Challenges:
a: Answer these from the post on XML storage, one line each, marked to match:
(i) What example of a highly volatile schema does the post give?
(ii) What nature does the post ascribe to the XML structure?
(iii) Which company does the post say will be first to argue that all the data belongs in it?
b: Please return the post on XML storage word for word, starting at the words "From: Serge Rielau" and stopping after "RI enforcement, ..).".
c: Resume the post on XML storage at the point where it stops.

From: Serge Rielau <srielau_at_ca.ibm.com>
Date: Thu, 12 Apr 2007 13:27:18 -0400
Message-ID: <5878fnF2eab6aU1@mid.individual.net>


Brian Peasland wrote:

>> When a schema is highly volatile, e.g. tax-return forms, XML beats 
>> relational hands down. Tables are so...square.
>> Also XML documents can contain electronic signatures. Shredding and 
>> reconstitution can cause serious headache to that end.
>> What I see is that XML is stored in the database, but the core 
>> reference  attributes are pulled out into regular column for quick 
>> processing (and RI enforcement, ..).
>>
>> The right tool for the right job.

> The XML structure is hierarchical in nature. Haven't we shown over the
> last umpteen years that hierarchical databases are have more than enough
> issues in which to make relational databases a much more attractive
> solution? There will always be the exceptions to the rule, but give me
> relational databases over hierarchical databases almost any day. To that
> end, why store XML data in XML form in a relational database? One is
> just forcing a hierarchical database into a relational model.
I think each of the major vendors will claim that they are not selling RDBMS anymore. The fact of the matter is that any major organization/comany today has a lot of relational data, a lot of unstructured data and a lot of semi-structured data. Oracle will be the first to argue that all the data belongs into Oracle and not Filenet or Tamino ;-)

Dataset content:
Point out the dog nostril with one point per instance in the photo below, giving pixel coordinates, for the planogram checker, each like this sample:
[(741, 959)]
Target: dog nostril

Task results:
a:
(i) Tax-return forms
(ii) Hierarchical
(iii) Oracle

b:
From: Serge Rielau <srielau_at_ca.ibm.com>
Date: Thu, 12 Apr 2007 13:27:18 -0400
Message-ID: <5878fnF2eab6aU1@mid.individual.net>


Brian Peasland wrote:

>> When a schema is highly volatile, e.g. tax-return forms, XML beats 
>> relational hands down. Tables are so...square.
>> Also XML documents can contain electronic signatures. Shredding and 
>> reconstitution can cause serious headache to that end.
>> What I see is that XML is stored in the database, but the core 
>> reference  attributes are pulled out into regular column for quick 
>> processing (and RI enforcement, ..).

c:
BTW. IMS has healthy growth rates and runs circles around any RDBMS for many OLTP workloads. There is good reason why the world's banking still runs on that technology. It's good in what it does....

> Granted, if you are storing an XML document, then I can see the need to
> store this in an Oracle database no different than if I were storing a
> PDF or Word document in the database, as a single instance of an entity.
Yet there is a big push to peek into the content of the PDF document or word document I think "enterprise search" is the bang word here. Regular expression matching also caters to the not so relational aspects.

> And I only want to be querying for the entire document. I do not want to
> be pulling pieces out of that XML document. If I'm going to do that,
> then I'd much rather store the attributes in a relational table.
Let's go back to the tax forms: This attribute is a line in your tax-return. It was introduced in year x and it will disappear in year y depending on how the political wind blows. Now one can insist in relational by pivoting the tables and many products do just that. But what's relational about a table that adds "COLUMNNAME" to the primary key and an ANYTYPE column named "VALUE"?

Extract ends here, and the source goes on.